Dataset records:

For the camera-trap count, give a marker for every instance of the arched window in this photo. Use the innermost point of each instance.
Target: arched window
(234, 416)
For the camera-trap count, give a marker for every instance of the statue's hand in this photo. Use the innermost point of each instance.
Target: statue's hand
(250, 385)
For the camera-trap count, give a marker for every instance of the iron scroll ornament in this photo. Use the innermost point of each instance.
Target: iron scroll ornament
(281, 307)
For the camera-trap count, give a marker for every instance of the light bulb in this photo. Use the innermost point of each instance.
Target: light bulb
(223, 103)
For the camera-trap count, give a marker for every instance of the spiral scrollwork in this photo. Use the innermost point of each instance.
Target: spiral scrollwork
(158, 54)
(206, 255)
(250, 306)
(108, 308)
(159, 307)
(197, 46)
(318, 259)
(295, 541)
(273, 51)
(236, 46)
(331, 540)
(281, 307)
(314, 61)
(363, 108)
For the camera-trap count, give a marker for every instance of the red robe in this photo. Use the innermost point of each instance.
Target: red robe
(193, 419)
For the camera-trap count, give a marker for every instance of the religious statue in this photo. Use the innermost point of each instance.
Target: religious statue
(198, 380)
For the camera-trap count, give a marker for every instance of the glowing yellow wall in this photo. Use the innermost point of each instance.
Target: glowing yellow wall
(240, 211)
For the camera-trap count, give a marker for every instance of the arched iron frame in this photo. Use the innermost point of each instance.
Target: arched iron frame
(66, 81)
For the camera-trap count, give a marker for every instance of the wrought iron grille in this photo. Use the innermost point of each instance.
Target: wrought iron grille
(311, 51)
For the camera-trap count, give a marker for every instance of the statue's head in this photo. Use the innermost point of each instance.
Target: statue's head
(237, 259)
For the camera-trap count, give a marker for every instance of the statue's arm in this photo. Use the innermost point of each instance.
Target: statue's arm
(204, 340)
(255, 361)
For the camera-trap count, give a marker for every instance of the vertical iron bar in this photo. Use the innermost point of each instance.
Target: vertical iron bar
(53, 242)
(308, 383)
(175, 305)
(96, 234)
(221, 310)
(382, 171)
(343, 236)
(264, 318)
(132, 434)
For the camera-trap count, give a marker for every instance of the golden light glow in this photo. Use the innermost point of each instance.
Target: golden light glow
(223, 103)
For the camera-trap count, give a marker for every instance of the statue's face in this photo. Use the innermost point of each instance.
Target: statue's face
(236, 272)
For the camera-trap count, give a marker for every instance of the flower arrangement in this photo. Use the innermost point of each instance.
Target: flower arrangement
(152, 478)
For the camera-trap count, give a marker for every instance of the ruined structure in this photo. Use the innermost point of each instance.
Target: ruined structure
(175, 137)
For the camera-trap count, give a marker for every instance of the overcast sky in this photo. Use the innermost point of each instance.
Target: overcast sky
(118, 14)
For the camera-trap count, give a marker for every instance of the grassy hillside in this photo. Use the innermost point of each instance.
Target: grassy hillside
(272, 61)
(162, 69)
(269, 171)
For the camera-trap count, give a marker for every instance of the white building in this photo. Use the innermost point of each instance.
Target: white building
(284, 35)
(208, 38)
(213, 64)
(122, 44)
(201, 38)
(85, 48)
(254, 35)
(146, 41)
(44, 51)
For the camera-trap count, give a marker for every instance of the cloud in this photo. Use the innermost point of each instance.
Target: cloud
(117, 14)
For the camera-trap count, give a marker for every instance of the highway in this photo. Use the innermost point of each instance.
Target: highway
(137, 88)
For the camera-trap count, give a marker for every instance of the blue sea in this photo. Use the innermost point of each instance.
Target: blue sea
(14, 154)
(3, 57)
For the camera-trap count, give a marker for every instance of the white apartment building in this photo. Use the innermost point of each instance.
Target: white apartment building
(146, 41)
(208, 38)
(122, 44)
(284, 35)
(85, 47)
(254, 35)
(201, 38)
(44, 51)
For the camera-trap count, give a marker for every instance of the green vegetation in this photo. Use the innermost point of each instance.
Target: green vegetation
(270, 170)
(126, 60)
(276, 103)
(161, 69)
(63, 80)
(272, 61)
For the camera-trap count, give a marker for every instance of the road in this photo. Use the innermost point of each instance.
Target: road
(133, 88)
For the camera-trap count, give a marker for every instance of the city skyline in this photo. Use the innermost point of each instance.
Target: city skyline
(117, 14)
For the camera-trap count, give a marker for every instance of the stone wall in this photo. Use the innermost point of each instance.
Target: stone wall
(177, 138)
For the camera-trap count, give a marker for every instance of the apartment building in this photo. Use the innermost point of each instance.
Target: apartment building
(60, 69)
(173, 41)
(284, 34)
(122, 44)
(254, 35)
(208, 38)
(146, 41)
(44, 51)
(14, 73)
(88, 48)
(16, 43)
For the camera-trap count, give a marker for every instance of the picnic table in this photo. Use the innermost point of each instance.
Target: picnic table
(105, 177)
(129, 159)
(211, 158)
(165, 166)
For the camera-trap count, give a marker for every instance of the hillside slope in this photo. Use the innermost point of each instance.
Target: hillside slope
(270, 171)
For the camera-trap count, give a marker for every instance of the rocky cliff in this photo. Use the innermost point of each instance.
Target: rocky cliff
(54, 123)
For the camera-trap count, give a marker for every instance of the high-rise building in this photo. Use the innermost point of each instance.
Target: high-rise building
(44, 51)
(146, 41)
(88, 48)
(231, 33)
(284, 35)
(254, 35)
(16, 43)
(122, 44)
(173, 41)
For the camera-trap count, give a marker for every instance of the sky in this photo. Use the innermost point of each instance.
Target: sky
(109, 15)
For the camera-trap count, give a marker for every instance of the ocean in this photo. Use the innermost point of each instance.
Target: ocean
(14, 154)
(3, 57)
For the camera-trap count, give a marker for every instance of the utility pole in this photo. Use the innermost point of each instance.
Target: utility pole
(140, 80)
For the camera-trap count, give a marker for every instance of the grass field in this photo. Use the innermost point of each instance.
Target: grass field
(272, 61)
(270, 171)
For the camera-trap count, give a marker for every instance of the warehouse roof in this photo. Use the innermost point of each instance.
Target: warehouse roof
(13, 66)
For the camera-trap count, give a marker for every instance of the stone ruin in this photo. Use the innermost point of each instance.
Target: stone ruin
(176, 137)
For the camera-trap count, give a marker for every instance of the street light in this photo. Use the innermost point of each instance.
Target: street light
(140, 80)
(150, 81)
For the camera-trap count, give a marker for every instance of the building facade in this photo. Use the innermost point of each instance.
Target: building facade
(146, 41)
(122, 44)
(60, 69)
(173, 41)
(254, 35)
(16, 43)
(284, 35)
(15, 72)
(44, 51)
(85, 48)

Work task: Every record, restated word for word, should make up your reply.

Response to the task:
For the camera-trap count, give a marker for every instance of the arched window in this photo. Use the innermost point of each instance.
Target: arched window
(234, 416)
For the camera-trap count, give a marker for every instance of the statue's hand in this photo. Use the innermost point of each instance.
Target: statue's hand
(250, 385)
For the camera-trap count, give a marker for every instance of the iron scroll ornament in this photo. Use the innermost point of each instance.
Target: iron scroll ornament
(281, 307)
For the camera-trap count, give a marker for every instance of the light bulb in this photo. Use the innermost point of each instance.
Target: light bulb
(223, 103)
For the camera-trap count, give a marker for every instance of the spiral scrollwork in this photo. Use the innermost point of each instance.
Target: spiral scrollwork
(158, 54)
(206, 255)
(250, 306)
(108, 308)
(159, 307)
(197, 46)
(318, 259)
(295, 541)
(273, 51)
(236, 46)
(331, 540)
(281, 307)
(314, 61)
(363, 108)
For the camera-trap count, give a marker for every instance of the red robe in this photo. Use the innermost point of each instance.
Target: red robe
(193, 419)
For the camera-trap count, give a marker for every instance of the religious statue in this photo. Use the innermost point of each instance.
Target: religious statue
(198, 380)
For the camera-trap count, give a marker for every instance of the glowing yellow wall in this photo. Use the innermost point of each instance.
Target: glowing yellow wall
(240, 211)
For the camera-trap count, give a marker for every instance of the arched iron frame in this photo. Use the innermost point of each instance.
Target: arched iron frame
(66, 81)
For the camera-trap count, give a marker for every instance of the wrought iron grille in this photo. Use the innermost point of each instance.
Target: wrought iron grille
(311, 51)
For the camera-trap count, give a marker for every instance of the statue's head in this photo. Use the innermost point of each instance.
Target: statue's head
(237, 259)
For the camera-trap count, give a marker for every instance of the statue's arm in this photo. Use the innermost point of each instance.
Target: statue's arm
(204, 340)
(255, 361)
For the camera-trap count, give a marker for every instance of the vertical iron bar in this photo. Use the innermost point of each instance.
Target: vertical iron bar
(53, 242)
(308, 383)
(175, 305)
(96, 234)
(221, 310)
(382, 171)
(343, 236)
(264, 318)
(132, 434)
For the camera-trap count, give a marker for every instance of the golden light glow in this photo. Use the innermost point of each instance.
Target: golden light glow
(223, 103)
For the camera-trap count, give a marker for every instance of the statue's face in this photo. Use the innermost point of each instance.
Target: statue's face
(236, 272)
For the camera-trap count, give a marker for every instance of the flower arrangement in this photo. Use the innermost point of each instance.
Target: flower arrangement
(152, 478)
For the camera-trap count, give a marker for every instance of the ruined structure in this photo. Use the innermost point of each instance.
Target: ruined structure
(175, 137)
For the camera-trap count, give a marker for every instance of the overcast sky in this photo. Use the innermost point of each instance.
Target: overcast sky
(118, 14)
For the camera-trap count, give a marker for every instance of the grassy hillside in this photo. Use the innermost point of each instance.
Target: grassy hillside
(272, 61)
(162, 69)
(269, 171)
For the camera-trap count, give a marker for every instance of the white building in this photo. Use the innermost point of each instance.
Target: white building
(284, 35)
(208, 38)
(213, 64)
(122, 44)
(201, 38)
(85, 48)
(254, 35)
(146, 41)
(44, 51)
For the camera-trap count, give a marker for every instance of the cloud in this photo. Use the innermost point of each instance.
Target: cloud
(117, 14)
For the camera-trap count, give a marker for every instance of the highway in this photo. Use the innermost point of each instance.
Target: highway
(137, 88)
For the camera-trap count, give a marker for every instance of the blue sea in this photo. Use the innermost point of each instance.
Target: blue sea
(14, 154)
(3, 57)
For the camera-trap count, give a marker for every instance of the white apartment building in this photo. Use the innermost point of each instance.
Target: white apartment building
(146, 41)
(208, 38)
(122, 44)
(284, 35)
(85, 47)
(254, 35)
(201, 38)
(44, 51)
For the camera-trap count, give a marker for every instance of the green vegetation in this photo. Use the innermost point of each instance.
Target: green vegetation
(270, 170)
(126, 60)
(276, 103)
(161, 69)
(63, 80)
(272, 61)
For the camera-trap count, give a marker for every instance of the road in this photo. Use the innermost point of each instance.
Target: road
(133, 88)
For the camera-trap count, give a marker for every instance of the city skyline in this photo. Use the innermost point of each instance.
Target: city skyline
(117, 14)
For the camera-trap count, give a marker for every instance of the stone wall in this photo. Use the innermost point of each instance.
Target: stone wall
(177, 138)
For the camera-trap count, give a marker for every instance of the apartment building in this photo. Use the innermost point of each instance.
Target: apartment building
(60, 69)
(173, 41)
(284, 34)
(122, 44)
(254, 35)
(208, 38)
(146, 41)
(44, 51)
(14, 73)
(88, 48)
(16, 43)
For the camera-trap count, give a marker for every instance of the picnic table in this photo. Use the innermost point of each instance.
Target: picnic table
(105, 177)
(129, 159)
(211, 158)
(165, 166)
For the camera-trap count, give a marker for every instance of the hillside slope in this photo. Use the innermost point of each instance.
Target: hillside slope
(270, 171)
For the camera-trap count, give a marker for every instance of the rocky cliff in this photo. Use the innermost point of each instance.
Target: rocky cliff
(54, 123)
For the camera-trap count, give a marker for every instance of the high-rise building in this photo. Use the innermost point of each instance.
Target: high-rise building
(44, 51)
(146, 41)
(88, 48)
(231, 33)
(284, 35)
(254, 35)
(16, 43)
(122, 44)
(173, 41)
For the camera-trap count, give a marker for every instance of the sky in this photo. Use the innermost point of each instance.
Target: sky
(109, 15)
For the camera-trap count, give a marker for every instance of the ocean in this photo. Use the innermost point of each instance.
Target: ocean
(14, 154)
(3, 57)
For the camera-trap count, give a marker for every instance of the utility pole in this photo. Use the innermost point of each instance.
Target: utility pole
(140, 80)
For the camera-trap count, give a marker for every instance of the grass field in this photo. Use the innermost point of each instance.
Target: grass field
(272, 61)
(270, 171)
For the camera-trap count, give a marker for every instance of the warehouse roof in this photo. Use the innermost point of each instance.
Target: warehouse roof
(13, 66)
For the camera-trap count, give a marker for every instance of the stone ruin in this photo. Use the innermost point of each instance.
Target: stone ruin
(176, 137)
For the camera-trap count, give a marker for every instance of the street light in this photo. Use the innermost point of each instance.
Target: street light
(140, 80)
(150, 81)
For the camera-trap count, give a marker for every instance of the building facade in this photo. Use the innermost point of each instance.
Target: building facade
(146, 41)
(122, 44)
(60, 69)
(173, 41)
(254, 35)
(16, 43)
(284, 35)
(15, 72)
(44, 51)
(85, 48)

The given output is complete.